(Records from a data source)
<<<<
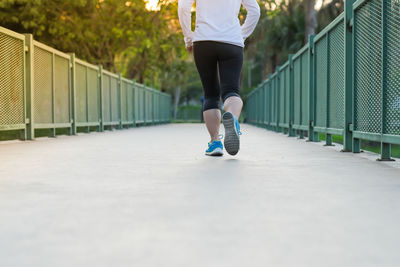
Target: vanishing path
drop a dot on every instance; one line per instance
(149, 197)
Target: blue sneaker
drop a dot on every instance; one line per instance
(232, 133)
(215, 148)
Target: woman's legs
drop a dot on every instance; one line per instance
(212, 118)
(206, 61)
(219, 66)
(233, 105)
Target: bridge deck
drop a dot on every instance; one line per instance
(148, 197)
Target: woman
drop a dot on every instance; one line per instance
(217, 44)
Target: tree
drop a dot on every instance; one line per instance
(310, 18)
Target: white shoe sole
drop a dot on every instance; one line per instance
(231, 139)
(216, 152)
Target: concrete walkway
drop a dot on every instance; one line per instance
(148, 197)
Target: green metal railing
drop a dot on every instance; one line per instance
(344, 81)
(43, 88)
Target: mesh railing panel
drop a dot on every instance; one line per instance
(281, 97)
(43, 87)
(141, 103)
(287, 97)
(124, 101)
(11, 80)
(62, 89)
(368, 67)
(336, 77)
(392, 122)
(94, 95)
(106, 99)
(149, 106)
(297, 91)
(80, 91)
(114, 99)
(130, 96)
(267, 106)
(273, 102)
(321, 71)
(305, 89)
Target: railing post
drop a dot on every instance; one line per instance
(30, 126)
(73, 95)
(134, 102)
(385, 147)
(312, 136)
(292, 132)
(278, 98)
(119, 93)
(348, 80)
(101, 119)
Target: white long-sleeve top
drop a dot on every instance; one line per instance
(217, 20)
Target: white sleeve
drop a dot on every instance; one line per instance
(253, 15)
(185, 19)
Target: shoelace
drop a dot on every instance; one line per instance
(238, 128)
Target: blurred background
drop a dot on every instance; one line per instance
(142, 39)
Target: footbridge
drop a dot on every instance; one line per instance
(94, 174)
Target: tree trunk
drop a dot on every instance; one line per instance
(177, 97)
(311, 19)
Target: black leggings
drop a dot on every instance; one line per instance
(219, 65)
>>>>
<<<<
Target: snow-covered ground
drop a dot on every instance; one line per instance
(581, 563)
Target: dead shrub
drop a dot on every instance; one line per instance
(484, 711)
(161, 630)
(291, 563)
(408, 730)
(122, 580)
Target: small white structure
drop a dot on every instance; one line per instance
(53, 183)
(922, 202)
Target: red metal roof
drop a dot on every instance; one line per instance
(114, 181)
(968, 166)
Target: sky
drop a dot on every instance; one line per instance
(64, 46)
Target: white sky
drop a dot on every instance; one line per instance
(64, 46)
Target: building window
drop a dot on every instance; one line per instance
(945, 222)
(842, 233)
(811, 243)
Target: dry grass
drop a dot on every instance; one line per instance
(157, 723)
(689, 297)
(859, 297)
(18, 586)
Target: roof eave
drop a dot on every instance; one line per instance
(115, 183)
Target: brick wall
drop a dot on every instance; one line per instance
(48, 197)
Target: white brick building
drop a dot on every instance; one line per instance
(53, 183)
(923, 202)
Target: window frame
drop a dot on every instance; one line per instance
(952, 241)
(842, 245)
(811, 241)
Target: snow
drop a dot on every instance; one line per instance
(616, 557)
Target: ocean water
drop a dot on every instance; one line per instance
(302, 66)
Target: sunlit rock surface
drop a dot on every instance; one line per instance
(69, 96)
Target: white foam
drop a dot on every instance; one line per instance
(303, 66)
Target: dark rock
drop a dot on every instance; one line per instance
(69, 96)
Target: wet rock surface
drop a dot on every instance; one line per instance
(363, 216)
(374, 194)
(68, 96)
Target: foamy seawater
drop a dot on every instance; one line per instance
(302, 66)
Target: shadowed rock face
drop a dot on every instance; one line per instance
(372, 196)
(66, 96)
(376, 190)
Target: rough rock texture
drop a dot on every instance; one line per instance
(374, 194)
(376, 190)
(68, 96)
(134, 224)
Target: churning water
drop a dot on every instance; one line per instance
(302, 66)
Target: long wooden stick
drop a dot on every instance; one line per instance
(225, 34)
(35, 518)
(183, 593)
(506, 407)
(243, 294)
>>>>
<<<<
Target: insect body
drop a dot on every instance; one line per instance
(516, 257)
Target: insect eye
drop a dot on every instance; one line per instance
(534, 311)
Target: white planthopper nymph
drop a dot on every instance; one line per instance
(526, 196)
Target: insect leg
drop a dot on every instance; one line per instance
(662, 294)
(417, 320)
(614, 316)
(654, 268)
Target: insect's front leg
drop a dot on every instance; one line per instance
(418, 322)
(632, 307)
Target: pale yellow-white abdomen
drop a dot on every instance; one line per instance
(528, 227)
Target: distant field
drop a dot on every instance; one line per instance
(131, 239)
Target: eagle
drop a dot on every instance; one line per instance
>>>>
● **Exercise directions**
How many lines in the data above contain the word "long", counting only matches with the same case? Reply with the number alone.

● **Answer in full**
2